• _Page excerpt_
╭──
The benchmark measures computation time of different implementations, when i is inside the friendly range Range1 = [INT64_MIN/A, INT64_MAX/A], and when i is outside the friendly range (yet in the safe range Range2 = [INT64_MIN*B/A, INT64_MAX*B/A]).

Each implementation performs a "safe" (i.e. with no overflow) computation of the operation: i * A / B (except the 1st implementation, given as reference computation time). However, some implementations may return infrequent inaccurate computation result (which behavior is notified).

Some solutions proposed have not been tested or are not listed hereafter; these are: solution using __int128 (unsupported by ms vc compiler), yet boost int128_t has been used instead; solutions using extended 80 bits long double (unsupported by ms vc compiler); solution using InfInt (working and tested though too slow to be a decent competitor).

Time measurements are specified in ps/op (picoseconds per operation). Benchmark platform is an Intel Q6600@3GHz under Windows 7 x64, executable compiled with MS vc14, x64/Release target. The variables, constants and function referenced hereafter are defined as:

int64_t       i;
const int64_t A     = 1234567891;
const int64_t B     = 4321987;
inline bool   in_safe_range(int64_t i) { return (INT64_MIN/A <= i) && (i <= INT64_MAX/A); }
  1. (i * A / B) [reference]
    i in Range1: 1469 ps/op, i outside Range1: irrelevant (overflows)
╰──
• _Records shown_
╭──
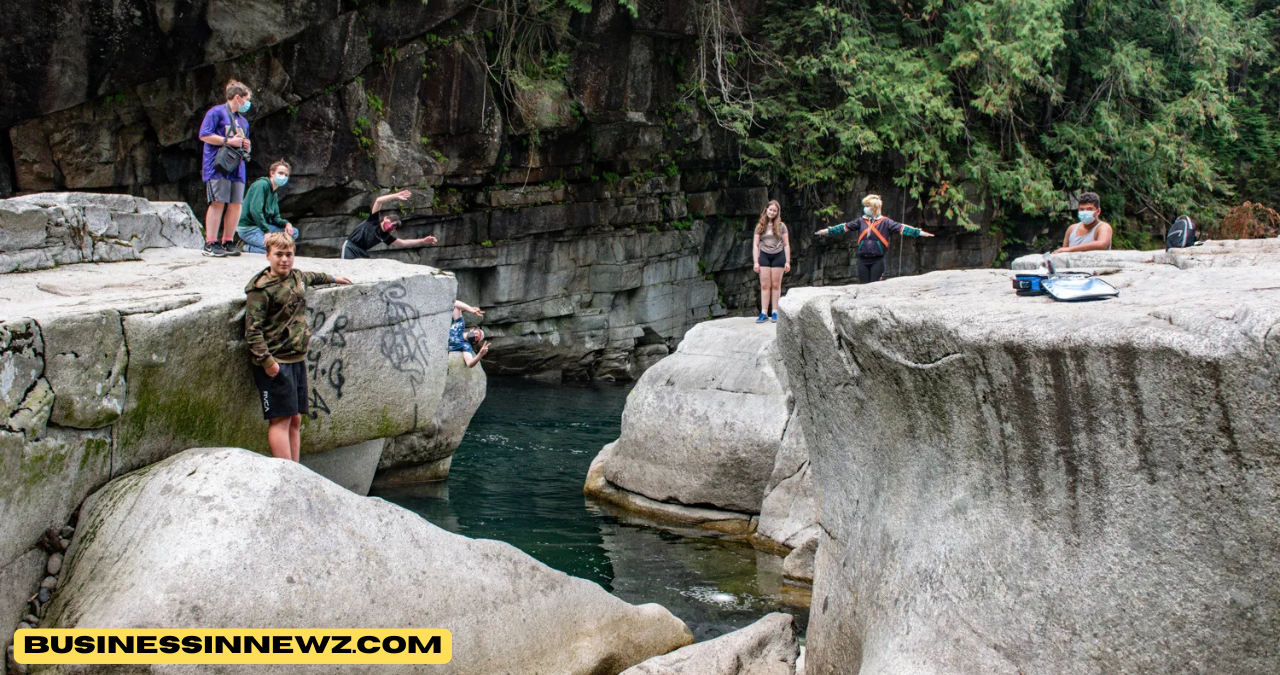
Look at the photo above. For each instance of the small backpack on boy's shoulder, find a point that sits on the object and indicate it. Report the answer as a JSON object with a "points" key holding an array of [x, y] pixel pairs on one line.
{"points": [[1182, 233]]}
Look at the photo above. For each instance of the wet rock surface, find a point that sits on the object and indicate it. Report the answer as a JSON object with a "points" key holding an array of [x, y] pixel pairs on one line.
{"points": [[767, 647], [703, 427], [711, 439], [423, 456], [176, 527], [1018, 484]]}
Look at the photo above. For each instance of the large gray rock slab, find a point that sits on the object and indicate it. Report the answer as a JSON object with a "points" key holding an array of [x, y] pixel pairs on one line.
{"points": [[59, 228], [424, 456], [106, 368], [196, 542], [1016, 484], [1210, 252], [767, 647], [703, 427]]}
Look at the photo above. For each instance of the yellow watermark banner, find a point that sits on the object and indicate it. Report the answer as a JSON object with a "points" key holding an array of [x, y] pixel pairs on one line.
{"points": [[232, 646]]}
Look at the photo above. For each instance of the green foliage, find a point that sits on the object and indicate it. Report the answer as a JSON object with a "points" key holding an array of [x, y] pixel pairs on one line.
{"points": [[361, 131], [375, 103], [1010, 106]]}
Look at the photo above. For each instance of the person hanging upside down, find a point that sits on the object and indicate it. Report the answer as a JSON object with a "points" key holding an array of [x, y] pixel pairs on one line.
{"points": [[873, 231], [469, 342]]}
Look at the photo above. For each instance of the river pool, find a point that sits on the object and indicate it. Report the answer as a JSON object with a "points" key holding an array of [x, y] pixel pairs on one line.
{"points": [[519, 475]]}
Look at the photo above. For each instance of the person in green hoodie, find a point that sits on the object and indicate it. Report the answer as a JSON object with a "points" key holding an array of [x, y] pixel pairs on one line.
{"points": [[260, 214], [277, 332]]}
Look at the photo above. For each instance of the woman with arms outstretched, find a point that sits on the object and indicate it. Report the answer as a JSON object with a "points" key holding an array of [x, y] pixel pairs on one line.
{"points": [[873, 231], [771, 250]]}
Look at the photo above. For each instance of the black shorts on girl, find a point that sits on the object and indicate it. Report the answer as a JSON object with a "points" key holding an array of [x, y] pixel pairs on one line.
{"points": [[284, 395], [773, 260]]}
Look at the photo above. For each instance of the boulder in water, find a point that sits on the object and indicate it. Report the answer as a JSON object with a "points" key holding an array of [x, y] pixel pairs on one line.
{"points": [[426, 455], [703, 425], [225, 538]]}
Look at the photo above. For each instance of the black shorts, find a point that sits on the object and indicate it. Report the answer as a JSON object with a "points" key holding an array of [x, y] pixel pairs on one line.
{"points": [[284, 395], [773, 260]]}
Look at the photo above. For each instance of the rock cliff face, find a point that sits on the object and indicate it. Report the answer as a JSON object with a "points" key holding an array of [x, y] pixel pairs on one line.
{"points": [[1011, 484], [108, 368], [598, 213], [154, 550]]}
╰──
• _What you should do_
Continue the benchmark text on overflow-safe computation of i * A / B from the point where it stops.

• _Answer for the task_
  2. ((int64_t)((double)i * A / B))
    i in Range1: 10613 ps/op, i outside Range1: 10606 ps/op
    Note: infrequent inaccurate result (max error = 1 bit) in the whole range Range2
  3. ((int64_t)((double)A / B * i))
    i in Range1: 1073 ps/op, i outside Range1: 1071 ps/op
    Note: infrequent inaccurate result (max error = 1 bit) in the whole range Range2
    Note: compiler likely precomputes (double)A / B resulting in the observed performance boost vs previous solution.
  4. (!in_safe_range(i) ? (int64_t)((double)A / B * i) : (i * A / B))
    i in Range1: 2009 ps/op, i outside Range1: 1606 ps/op
    Note: rare inaccurate result (max error = 1 bit) outside Range1
  5. ((int64_t)((int128_t)i * A / B)) [boost int128_t]
    i in Range1: 89924 ps/op, i outside Range1: 89289 ps/op
    Note: boost int128_t performs dramatically bad on the bench platform (have no idea why)
  6. ((i / B) * A + ((i % B) * A) / B)
    i in Range1: 5876 ps/op, i outside Range1: 5879 ps/op
  7. (!in_safe_range(i) ? ((i / B) * A + ((i % B) * A) / B) : (i * A / B))
    i in Range1: 1999 ps/op, i outside Range1: 6135 ps/op

Conclusion
a) If slight computation errors are acceptable in the whole range Range2, then solution (3) is the fastest one, even faster than the direct integer computation given as reference.
b) If computation errors are unacceptable in the friendly range Range1, yet acceptable outside this range, then solution (4) is the fastest one.
c) If computation errors are unacceptable in the whole range Range2, then solution (7) performs as well as solution (4) in the friendly range Range1, and remains decently fast outside this range.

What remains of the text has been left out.